## Text provided
----------

Many of our big old elm trees have succumbed to Dutch elm disease, which is spread from tree to tree by bark beetles. The new generations of elm trees are luckily resistant to the disease, so their edible seeds are still available.

  • Where to Find It

    Elm trees grow in parks, hedges, and mixed deciduous forests.

  • Deciduous forests, towns, hedges.
  • When to Find It

    Elm trees bloom in April and May, but their unripe, light green fruits—elm seeds—are what you'll want to harvest. Keep your eyes peeled for when the delicate elm seeds are out—it's shortly after flowering and around the same time as the tree gets its leaves.

  • Elm seeds: April, May.
  • How to Spot It

    The elm tree is a large, somewhat rough, scabrous, and grooved tree that grows up to 35 meters tall. It has quite a dense crown that doesn't allow much light to pass through. Elm trees look somewhat like oak trees, but their leaves are different. At its base —where it meets the stem—the elm leaf is generally lopsided, with one side extending further down the stem than the other. Elm seeds are tiny and grow in clusters on the branches, huddled inside green discs—or husks— that look ready to take flight.

  • How to Pick It

    Carefully pick the husks off the elm tree's branches, where they grow in small bunches. Once you've picked a bunch of elm seeds, remove the stem that holds the bunch together.

----------

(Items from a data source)
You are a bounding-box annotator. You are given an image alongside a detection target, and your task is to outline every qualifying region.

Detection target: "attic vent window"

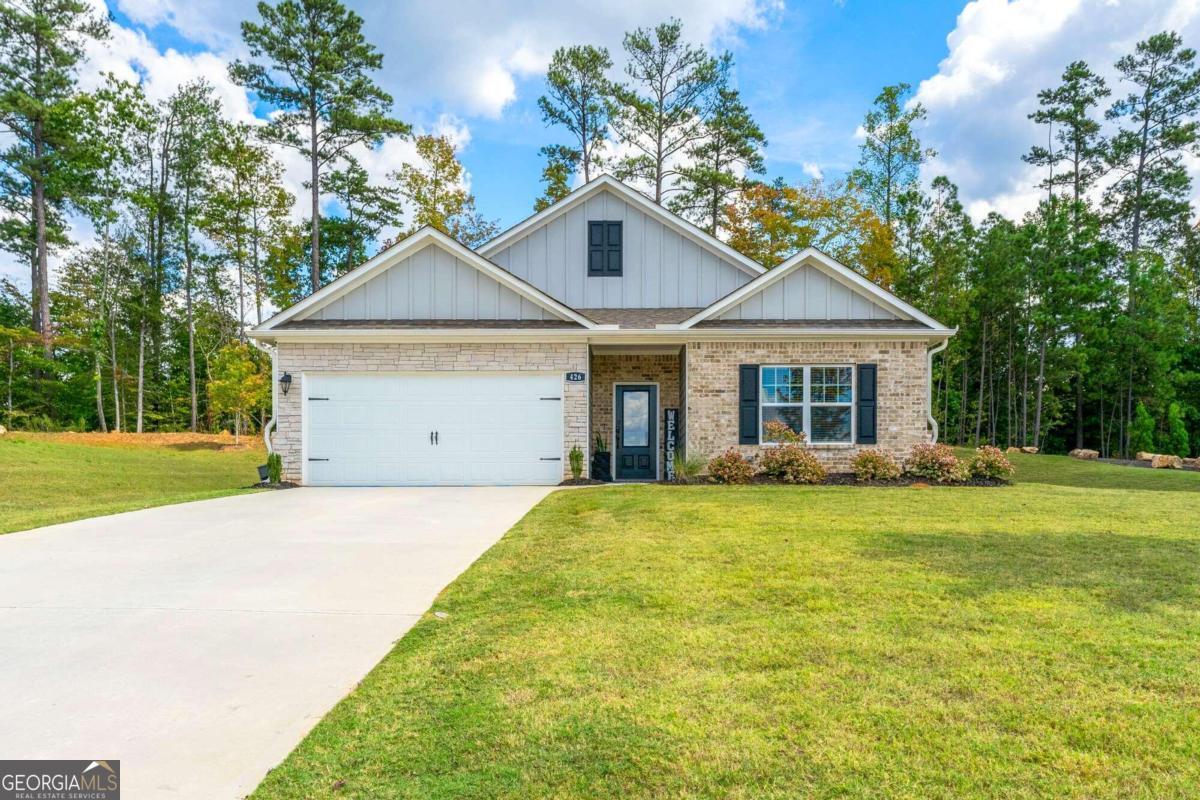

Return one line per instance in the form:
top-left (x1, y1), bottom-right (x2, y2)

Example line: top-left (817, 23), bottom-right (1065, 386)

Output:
top-left (588, 221), bottom-right (622, 277)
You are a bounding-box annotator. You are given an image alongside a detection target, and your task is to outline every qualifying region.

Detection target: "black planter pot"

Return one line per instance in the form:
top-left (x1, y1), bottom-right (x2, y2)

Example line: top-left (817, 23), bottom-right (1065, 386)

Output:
top-left (592, 452), bottom-right (612, 481)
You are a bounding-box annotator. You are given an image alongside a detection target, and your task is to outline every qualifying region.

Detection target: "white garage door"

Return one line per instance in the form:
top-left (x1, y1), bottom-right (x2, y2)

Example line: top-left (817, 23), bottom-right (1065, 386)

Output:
top-left (302, 373), bottom-right (563, 486)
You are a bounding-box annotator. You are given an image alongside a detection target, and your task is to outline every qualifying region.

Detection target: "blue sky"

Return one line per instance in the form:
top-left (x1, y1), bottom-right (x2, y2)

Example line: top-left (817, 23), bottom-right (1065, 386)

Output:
top-left (9, 0), bottom-right (1200, 292)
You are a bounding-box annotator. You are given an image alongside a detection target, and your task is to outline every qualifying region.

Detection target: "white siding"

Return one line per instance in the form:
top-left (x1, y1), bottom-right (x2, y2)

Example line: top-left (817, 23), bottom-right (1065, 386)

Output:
top-left (488, 191), bottom-right (754, 308)
top-left (720, 264), bottom-right (896, 319)
top-left (300, 243), bottom-right (554, 319)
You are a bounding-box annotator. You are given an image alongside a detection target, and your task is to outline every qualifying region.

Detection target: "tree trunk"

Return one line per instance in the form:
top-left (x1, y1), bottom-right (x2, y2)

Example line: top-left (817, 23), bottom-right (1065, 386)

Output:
top-left (137, 318), bottom-right (146, 433)
top-left (108, 325), bottom-right (120, 433)
top-left (92, 351), bottom-right (108, 433)
top-left (1033, 336), bottom-right (1046, 447)
top-left (31, 120), bottom-right (54, 361)
top-left (308, 108), bottom-right (320, 291)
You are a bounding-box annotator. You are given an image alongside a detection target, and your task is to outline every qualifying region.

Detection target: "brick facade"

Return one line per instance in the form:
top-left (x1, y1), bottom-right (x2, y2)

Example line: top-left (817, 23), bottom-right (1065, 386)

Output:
top-left (588, 353), bottom-right (680, 475)
top-left (272, 342), bottom-right (588, 481)
top-left (685, 341), bottom-right (929, 471)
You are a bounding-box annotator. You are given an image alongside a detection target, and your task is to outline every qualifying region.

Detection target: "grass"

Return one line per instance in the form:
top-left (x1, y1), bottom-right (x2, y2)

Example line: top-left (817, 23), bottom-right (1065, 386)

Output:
top-left (0, 433), bottom-right (265, 534)
top-left (252, 456), bottom-right (1200, 800)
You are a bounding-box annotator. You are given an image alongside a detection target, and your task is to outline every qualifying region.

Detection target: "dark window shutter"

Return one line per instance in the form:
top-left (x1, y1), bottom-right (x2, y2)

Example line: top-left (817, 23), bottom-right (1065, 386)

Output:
top-left (738, 363), bottom-right (758, 445)
top-left (605, 222), bottom-right (622, 275)
top-left (588, 222), bottom-right (605, 275)
top-left (857, 363), bottom-right (877, 445)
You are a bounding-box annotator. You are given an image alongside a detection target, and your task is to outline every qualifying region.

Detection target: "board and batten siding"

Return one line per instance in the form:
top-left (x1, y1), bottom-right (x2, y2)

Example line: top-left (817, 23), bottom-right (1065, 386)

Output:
top-left (720, 264), bottom-right (896, 319)
top-left (301, 243), bottom-right (556, 319)
top-left (481, 191), bottom-right (755, 308)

----------

In the text about elm trees, rewrite the part that opens with the words containing "Elm trees bloom" and closes with "gets its leaves.", changing "April" to "March".

## Task output
Elm trees bloom in March and May, but their unripe, light green fruits—elm seeds—are what you'll want to harvest. Keep your eyes peeled for when the delicate elm seeds are out—it's shortly after flowering and around the same time as the tree gets its leaves.